=== WRITTEN PROBLEM ===
Produce a verbatim transcription of the records below, beginning at the line containing "Habitat-count request: mark the round" and ending at the final line; include only those lines.

Rows from a pointing dataset:
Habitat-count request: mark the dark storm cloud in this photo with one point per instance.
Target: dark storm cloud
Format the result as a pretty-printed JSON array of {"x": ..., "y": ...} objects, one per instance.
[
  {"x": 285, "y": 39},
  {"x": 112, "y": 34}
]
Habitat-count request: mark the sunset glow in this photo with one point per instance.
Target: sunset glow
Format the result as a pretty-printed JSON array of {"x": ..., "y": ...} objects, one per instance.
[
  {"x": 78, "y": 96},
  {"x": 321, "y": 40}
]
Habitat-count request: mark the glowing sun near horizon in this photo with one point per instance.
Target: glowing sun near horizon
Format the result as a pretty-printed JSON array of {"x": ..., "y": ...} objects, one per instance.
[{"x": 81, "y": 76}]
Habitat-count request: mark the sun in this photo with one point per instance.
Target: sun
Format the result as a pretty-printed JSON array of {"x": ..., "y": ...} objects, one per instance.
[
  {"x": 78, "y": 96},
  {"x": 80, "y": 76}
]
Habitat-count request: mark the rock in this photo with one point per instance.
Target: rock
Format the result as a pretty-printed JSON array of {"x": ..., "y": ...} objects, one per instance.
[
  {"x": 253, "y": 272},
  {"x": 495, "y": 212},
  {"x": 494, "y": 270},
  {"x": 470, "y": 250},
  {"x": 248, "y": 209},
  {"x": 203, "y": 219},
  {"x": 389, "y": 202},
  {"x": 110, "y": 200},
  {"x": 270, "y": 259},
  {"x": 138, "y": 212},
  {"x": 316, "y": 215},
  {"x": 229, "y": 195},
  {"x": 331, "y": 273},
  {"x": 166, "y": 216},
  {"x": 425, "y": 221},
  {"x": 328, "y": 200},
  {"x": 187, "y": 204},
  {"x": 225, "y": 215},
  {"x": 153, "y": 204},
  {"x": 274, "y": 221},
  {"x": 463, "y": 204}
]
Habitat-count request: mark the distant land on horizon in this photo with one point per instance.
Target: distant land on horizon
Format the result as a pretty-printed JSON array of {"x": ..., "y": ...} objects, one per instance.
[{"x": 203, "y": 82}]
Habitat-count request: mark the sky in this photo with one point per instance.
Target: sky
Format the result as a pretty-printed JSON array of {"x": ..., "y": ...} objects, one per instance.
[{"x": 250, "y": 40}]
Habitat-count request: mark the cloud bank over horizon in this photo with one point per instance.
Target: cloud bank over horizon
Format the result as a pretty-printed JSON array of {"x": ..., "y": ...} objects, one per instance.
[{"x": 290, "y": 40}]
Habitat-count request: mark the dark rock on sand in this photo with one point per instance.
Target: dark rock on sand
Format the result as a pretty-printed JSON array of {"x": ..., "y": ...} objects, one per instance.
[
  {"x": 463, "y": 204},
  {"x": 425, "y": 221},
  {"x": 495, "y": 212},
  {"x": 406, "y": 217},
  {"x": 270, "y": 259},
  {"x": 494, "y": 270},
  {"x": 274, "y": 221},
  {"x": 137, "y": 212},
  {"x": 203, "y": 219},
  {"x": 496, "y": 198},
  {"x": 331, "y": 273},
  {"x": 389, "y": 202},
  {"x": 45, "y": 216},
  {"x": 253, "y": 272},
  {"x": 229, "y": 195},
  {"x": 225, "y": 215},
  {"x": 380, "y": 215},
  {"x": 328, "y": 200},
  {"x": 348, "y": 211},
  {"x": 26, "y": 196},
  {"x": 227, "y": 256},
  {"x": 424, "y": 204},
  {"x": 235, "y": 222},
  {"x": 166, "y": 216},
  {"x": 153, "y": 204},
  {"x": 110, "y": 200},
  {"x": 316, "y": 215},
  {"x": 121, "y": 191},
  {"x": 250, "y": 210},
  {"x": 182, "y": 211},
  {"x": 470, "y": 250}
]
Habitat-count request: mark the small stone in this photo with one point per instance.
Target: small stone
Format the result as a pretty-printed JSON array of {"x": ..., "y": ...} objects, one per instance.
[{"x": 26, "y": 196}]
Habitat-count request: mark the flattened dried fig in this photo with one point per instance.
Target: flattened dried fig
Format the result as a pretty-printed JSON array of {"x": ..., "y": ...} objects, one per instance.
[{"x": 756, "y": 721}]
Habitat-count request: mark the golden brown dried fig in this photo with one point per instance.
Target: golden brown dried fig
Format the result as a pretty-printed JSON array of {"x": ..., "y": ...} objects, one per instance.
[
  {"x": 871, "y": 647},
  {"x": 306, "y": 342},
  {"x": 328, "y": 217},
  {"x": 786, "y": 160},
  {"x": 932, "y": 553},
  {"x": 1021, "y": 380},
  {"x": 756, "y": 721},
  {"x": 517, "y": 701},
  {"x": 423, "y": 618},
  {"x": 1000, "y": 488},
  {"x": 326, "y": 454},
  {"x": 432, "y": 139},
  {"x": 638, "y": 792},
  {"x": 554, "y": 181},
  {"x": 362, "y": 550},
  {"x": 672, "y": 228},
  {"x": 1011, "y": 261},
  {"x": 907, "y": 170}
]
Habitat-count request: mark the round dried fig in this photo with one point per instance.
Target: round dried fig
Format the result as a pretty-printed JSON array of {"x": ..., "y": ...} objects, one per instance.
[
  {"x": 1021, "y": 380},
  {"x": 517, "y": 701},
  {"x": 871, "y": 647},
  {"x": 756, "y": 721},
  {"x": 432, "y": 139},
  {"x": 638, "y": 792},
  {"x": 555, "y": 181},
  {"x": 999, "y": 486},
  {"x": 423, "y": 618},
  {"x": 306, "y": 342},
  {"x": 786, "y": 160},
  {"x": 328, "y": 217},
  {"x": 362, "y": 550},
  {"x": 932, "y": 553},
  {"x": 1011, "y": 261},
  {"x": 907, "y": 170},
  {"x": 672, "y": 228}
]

=== FINISHED ANSWER ===
Habitat-count request: mark the round dried fig in this photo with one point per instance.
Target: round dried fig
Format the result as a pretty-printed JSON array of {"x": ..., "y": ...} objects, one per instance.
[
  {"x": 1021, "y": 380},
  {"x": 517, "y": 701},
  {"x": 871, "y": 647},
  {"x": 756, "y": 721},
  {"x": 432, "y": 139},
  {"x": 638, "y": 792},
  {"x": 555, "y": 181},
  {"x": 999, "y": 486},
  {"x": 423, "y": 618},
  {"x": 306, "y": 342},
  {"x": 786, "y": 160},
  {"x": 328, "y": 217},
  {"x": 362, "y": 550},
  {"x": 932, "y": 553},
  {"x": 1011, "y": 261},
  {"x": 907, "y": 170},
  {"x": 672, "y": 228}
]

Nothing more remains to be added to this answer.